Девочка с пальчик - [5]
Мы – дети книги и внуки письменности, поэтому – стоит ли сомневаться? – мы и живем сегодня вместе.
Пространство страницы
Печатный текст сегодня стал частью пространства. Он вторгается в пейзаж и его затмевает. Рекламные плакаты, дорожные указатели, стрелочная разметка улиц и проспектов, расписания поездов на вокзалах, табло на стадионах, бегущие строки в оперных театрах, свитки Торы в синагогах, молитвенники в церквях, библиотеки в кампусах, доски в школьных классах, экраны для презентаций в аудиториях, газеты и журналы: страница властвует над нами и нас направляет. А экран ее воспроизводит.
Земельный кадастр, планы городов, синьки архитекторов, строительные проекты, рисунки публичных интерьеров и приватных покоев подражают своей мягкой регулярной разметкой пагам наших предков – квадратам, засеянным люцерной, наделам земли, исчерченным крестьянским лемехом: борозды уже линовали строчками это нарезанное пространство[7]. Вот вам пространственное единство восприятия, действия, мысли, проекта. Вот вам извечный – не в одну тысячу лет возрастом – формат, столь же понятный для нас, совсем других, людей (по крайней мере, на Западе), как для пчел – шестиугольник.

■ ■ ■ ■ ■

» **Описание задачи**: Перечислите всё, что, по словам отрывка, своей мягкой регулярной разметкой подражает пагам наших предков.

(Строки набора данных для указания на объекты)
■ ■ ■ ■ ■

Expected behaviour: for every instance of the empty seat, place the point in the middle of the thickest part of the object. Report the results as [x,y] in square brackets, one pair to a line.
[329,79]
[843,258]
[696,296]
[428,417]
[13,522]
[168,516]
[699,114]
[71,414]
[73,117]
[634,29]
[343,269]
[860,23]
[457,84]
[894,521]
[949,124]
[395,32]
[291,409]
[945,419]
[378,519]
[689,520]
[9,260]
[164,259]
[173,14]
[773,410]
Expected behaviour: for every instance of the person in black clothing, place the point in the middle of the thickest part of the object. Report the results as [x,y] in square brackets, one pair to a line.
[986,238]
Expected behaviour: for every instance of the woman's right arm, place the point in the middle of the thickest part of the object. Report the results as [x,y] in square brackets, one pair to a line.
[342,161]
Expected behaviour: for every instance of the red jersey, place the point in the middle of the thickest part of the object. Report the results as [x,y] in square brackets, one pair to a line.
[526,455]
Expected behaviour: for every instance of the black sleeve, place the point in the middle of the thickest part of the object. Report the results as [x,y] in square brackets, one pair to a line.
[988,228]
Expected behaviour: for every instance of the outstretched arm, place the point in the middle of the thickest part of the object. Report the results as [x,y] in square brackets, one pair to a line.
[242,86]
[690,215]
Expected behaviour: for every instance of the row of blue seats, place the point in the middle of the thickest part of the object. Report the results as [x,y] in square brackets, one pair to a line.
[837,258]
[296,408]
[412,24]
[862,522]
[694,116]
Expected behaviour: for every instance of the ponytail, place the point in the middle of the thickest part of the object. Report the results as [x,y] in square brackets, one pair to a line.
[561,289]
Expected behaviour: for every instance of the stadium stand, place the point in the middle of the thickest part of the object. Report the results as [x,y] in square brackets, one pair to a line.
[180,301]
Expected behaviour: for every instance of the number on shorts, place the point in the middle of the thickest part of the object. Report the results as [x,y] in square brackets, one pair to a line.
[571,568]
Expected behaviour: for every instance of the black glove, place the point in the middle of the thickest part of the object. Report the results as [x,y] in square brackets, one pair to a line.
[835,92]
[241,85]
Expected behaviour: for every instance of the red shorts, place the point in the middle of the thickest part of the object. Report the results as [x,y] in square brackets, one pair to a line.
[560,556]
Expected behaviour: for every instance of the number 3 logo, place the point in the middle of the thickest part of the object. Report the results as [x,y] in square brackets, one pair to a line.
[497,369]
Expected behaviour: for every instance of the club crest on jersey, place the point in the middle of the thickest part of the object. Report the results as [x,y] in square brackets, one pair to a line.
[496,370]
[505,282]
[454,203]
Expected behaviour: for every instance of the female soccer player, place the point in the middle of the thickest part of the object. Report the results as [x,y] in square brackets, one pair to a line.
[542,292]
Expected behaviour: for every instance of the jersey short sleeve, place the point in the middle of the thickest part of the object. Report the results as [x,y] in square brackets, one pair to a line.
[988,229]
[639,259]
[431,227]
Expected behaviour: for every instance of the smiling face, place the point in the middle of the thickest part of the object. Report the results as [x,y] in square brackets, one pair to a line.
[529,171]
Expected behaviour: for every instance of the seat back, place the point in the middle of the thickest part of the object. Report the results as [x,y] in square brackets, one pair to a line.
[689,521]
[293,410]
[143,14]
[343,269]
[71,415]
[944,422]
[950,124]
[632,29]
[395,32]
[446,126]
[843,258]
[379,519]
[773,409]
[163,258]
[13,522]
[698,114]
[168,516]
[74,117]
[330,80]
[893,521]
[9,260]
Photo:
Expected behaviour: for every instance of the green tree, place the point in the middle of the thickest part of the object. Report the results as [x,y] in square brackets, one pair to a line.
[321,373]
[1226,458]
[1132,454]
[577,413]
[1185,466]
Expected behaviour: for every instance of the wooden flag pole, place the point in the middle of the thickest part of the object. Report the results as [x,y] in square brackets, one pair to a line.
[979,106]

■ ■ ■ ■ ■

» **Ответ**: Земельный кадастр; планы городов; синьки архитекторов; строительные проекты; рисунки публичных интерьеров и приватных покоев.